> WHAT IS BEING ASKED
Could you copy out, word for word, the part of the items that opens with the line containing "Target | man in white t-shirt" and runs through the end of the items, including both ends?

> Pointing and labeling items
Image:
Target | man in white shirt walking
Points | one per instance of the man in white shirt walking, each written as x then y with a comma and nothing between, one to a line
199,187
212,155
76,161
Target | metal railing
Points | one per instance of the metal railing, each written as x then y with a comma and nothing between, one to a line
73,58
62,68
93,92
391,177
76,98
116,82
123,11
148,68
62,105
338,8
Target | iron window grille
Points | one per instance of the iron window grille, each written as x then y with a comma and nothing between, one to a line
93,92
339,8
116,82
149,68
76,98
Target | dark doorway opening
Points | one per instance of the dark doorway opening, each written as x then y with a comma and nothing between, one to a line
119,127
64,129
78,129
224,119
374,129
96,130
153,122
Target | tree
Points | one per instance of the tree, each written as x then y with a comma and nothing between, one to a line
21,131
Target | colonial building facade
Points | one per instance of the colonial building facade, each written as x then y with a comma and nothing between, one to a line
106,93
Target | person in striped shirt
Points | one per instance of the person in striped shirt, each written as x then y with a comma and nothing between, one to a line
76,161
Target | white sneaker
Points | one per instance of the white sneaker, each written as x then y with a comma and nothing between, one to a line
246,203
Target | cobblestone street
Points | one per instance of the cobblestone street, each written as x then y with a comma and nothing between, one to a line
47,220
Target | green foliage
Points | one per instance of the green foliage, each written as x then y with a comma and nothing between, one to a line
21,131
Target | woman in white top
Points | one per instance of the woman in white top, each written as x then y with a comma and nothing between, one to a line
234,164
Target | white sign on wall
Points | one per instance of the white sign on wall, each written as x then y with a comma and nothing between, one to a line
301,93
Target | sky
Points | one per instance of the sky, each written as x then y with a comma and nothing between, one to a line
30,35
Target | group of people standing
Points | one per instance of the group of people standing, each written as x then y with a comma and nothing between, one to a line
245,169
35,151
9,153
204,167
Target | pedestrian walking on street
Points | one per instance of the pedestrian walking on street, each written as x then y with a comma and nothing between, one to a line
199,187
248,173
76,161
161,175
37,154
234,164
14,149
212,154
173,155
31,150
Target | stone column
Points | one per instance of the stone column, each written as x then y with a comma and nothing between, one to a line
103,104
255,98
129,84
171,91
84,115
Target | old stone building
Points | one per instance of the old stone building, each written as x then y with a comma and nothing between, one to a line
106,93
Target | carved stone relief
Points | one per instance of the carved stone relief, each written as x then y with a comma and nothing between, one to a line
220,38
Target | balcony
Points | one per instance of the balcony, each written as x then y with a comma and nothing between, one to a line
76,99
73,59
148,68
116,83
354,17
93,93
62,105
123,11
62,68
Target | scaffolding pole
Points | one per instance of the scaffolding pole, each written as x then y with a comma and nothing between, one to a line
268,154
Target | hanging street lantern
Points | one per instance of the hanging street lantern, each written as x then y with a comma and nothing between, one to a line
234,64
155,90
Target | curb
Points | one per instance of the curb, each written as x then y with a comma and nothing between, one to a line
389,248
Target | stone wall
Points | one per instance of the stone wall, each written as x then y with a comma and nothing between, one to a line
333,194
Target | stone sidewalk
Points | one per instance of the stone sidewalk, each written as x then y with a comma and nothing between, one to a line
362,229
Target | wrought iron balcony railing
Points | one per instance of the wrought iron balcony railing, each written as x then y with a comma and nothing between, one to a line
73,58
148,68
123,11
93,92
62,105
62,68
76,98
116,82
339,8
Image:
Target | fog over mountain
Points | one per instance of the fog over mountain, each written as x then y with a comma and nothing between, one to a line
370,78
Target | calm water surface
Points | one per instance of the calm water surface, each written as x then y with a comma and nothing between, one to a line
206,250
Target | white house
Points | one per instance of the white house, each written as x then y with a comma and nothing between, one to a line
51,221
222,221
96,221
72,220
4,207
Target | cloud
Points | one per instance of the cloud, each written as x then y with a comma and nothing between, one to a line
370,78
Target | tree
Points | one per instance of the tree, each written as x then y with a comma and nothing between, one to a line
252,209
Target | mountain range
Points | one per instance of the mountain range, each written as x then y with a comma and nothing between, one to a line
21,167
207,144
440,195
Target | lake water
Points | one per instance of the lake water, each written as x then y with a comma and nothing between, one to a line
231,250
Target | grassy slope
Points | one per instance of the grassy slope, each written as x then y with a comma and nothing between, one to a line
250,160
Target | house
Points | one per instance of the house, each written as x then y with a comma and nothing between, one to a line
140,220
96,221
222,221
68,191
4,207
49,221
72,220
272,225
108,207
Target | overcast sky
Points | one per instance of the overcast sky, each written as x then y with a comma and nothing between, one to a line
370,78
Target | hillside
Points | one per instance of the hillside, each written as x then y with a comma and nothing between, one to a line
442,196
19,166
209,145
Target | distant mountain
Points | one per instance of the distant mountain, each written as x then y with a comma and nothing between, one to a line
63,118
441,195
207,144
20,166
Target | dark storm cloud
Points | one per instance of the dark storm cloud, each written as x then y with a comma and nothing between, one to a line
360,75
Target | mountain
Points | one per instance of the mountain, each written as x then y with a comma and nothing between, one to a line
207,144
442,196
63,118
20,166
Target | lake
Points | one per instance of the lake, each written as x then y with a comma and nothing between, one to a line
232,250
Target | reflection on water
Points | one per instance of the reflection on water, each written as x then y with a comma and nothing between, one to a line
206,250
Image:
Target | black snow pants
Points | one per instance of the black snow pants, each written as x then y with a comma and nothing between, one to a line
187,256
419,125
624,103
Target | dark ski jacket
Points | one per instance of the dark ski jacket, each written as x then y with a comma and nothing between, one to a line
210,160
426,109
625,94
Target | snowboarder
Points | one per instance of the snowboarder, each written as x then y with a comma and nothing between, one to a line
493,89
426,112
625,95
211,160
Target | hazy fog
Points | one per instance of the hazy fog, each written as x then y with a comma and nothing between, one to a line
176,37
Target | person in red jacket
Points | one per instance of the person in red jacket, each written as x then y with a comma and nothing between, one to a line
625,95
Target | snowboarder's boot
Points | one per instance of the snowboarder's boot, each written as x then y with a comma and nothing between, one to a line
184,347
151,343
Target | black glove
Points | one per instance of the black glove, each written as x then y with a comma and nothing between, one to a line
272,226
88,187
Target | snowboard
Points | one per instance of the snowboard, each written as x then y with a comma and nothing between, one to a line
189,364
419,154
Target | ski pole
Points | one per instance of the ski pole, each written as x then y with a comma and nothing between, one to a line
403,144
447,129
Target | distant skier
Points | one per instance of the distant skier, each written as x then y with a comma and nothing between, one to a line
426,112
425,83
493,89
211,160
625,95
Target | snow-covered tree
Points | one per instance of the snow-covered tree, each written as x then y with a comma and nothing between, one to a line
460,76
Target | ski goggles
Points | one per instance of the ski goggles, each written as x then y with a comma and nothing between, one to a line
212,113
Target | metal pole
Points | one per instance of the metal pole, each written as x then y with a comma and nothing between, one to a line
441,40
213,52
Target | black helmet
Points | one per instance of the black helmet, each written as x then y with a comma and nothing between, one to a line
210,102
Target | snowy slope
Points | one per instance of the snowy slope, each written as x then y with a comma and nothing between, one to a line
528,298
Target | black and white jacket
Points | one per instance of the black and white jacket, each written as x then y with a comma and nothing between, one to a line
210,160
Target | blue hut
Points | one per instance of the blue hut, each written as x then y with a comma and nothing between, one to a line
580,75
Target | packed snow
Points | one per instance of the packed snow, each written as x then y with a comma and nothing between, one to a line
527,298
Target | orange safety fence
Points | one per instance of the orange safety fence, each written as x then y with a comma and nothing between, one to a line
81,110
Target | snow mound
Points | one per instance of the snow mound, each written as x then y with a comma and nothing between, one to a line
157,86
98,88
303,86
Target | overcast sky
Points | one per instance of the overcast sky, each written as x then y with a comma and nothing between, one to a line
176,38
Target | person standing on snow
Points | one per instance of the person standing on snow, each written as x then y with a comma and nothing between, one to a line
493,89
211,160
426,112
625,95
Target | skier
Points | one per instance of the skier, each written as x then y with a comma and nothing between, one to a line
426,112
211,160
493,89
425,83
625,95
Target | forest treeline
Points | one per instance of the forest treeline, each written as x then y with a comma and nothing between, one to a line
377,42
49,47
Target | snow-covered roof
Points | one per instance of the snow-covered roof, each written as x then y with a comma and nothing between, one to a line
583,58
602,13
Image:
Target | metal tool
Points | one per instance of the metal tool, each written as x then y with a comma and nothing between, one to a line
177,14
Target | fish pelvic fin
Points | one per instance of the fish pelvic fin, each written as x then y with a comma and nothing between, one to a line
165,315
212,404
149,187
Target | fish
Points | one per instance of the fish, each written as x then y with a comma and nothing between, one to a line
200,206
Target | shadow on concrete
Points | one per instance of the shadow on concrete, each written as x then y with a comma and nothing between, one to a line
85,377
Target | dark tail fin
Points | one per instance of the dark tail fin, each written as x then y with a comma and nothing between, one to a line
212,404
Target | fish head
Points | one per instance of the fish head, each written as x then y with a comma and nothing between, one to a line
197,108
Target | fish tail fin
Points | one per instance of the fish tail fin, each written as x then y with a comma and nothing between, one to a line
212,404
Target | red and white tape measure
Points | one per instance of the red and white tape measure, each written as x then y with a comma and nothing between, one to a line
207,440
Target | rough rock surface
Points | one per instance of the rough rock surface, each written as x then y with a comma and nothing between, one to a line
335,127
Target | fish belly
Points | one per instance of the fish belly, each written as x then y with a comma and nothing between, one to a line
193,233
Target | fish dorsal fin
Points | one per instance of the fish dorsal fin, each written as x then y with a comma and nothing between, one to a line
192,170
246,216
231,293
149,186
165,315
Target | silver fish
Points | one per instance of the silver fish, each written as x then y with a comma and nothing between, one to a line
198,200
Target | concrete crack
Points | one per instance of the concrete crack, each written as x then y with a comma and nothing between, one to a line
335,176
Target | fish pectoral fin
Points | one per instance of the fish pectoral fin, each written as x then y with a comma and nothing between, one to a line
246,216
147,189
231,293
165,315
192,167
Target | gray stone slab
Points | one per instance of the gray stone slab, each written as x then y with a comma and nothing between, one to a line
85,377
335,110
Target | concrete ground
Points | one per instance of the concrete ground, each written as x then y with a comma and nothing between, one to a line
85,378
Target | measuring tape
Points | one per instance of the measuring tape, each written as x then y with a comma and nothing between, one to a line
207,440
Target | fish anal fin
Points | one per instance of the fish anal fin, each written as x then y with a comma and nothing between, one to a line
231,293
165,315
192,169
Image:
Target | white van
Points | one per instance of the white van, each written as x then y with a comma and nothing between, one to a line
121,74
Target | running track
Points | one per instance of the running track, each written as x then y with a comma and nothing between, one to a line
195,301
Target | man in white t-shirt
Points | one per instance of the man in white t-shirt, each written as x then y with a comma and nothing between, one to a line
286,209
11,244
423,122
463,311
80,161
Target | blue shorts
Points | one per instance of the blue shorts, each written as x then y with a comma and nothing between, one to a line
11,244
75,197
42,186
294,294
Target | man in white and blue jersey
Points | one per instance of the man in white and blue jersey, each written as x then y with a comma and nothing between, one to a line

> ANSWER BELOW
Target | man in white t-shirt
Points | one per instance of the man in white t-shirt, each written as x then y with a comma and nothing between, one to a line
286,209
11,244
423,122
463,311
80,161
Target | blue shorts
Points | one per instance of the blue shorts, each written as x then y with a comma and nothing between, one to a line
11,244
75,197
42,186
294,294
Target | man in white and blue jersey
Points | one per instance of the man in white and blue jersey, each written as x then y with a comma and nothing between, one to a line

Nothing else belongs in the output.